- [Task description]:
Please keep only the lines below that contain the word "find", and copy each of them out in full.

- [Materials provided]:
──────────────────────────────

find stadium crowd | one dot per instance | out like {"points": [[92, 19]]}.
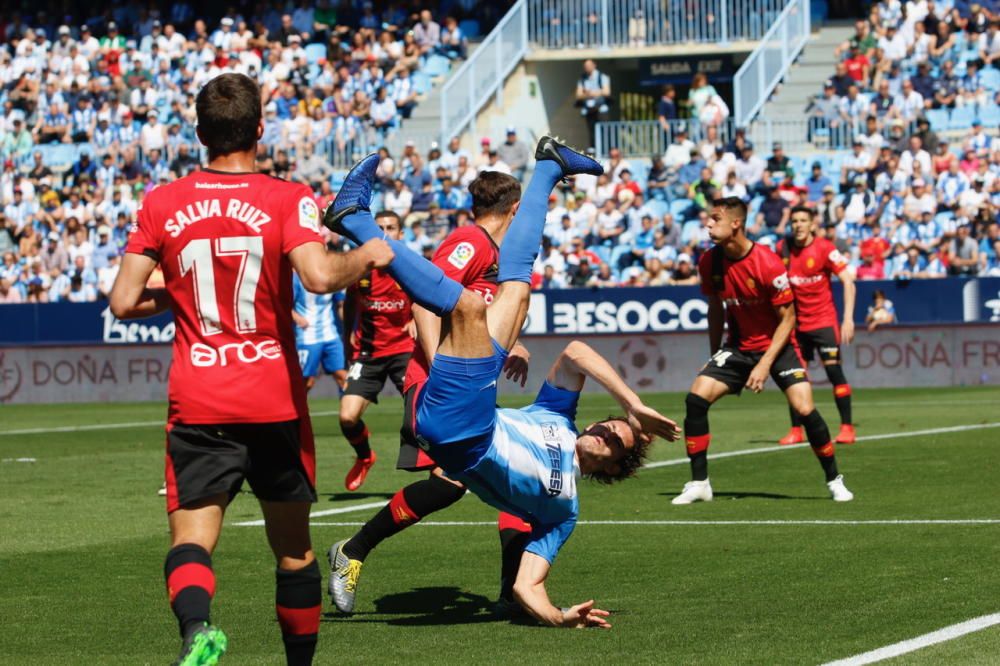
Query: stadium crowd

──────────────────────────────

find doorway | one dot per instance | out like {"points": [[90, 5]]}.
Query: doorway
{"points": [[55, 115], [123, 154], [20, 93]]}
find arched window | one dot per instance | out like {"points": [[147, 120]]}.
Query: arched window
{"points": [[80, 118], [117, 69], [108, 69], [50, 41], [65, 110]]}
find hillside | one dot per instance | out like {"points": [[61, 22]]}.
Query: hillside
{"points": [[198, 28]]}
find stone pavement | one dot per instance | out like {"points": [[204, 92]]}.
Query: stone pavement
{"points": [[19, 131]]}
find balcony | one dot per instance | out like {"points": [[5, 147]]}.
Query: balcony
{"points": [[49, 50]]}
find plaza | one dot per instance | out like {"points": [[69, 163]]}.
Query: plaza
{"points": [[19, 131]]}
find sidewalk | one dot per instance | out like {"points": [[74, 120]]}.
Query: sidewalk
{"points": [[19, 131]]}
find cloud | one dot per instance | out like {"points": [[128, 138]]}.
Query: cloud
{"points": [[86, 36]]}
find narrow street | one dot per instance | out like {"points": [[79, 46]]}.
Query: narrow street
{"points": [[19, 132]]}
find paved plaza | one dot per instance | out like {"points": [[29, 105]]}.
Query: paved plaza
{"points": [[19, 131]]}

──────────────────────────────

- [Finished exercise]:
find stadium crowd | one dot per instance | out like {"points": [[92, 19]]}.
find doorway | one dot per instance | out like {"points": [[90, 5]]}.
find arched window | one dot per instance | out like {"points": [[147, 120]]}.
find hillside | one dot per instance | out like {"points": [[61, 22]]}.
find stone pavement | one dot per instance | out like {"points": [[204, 92]]}.
find balcony | one dot per instance | out like {"points": [[5, 147]]}.
find plaza | one dot per instance | out like {"points": [[69, 163]]}.
find sidewalk | one dot per instance | out like {"points": [[74, 120]]}.
find cloud | one dot per instance | out like {"points": [[128, 138]]}.
find narrow street | one dot per instance | out like {"points": [[79, 46]]}.
find paved plaza | one dot per instance | out like {"points": [[29, 105]]}.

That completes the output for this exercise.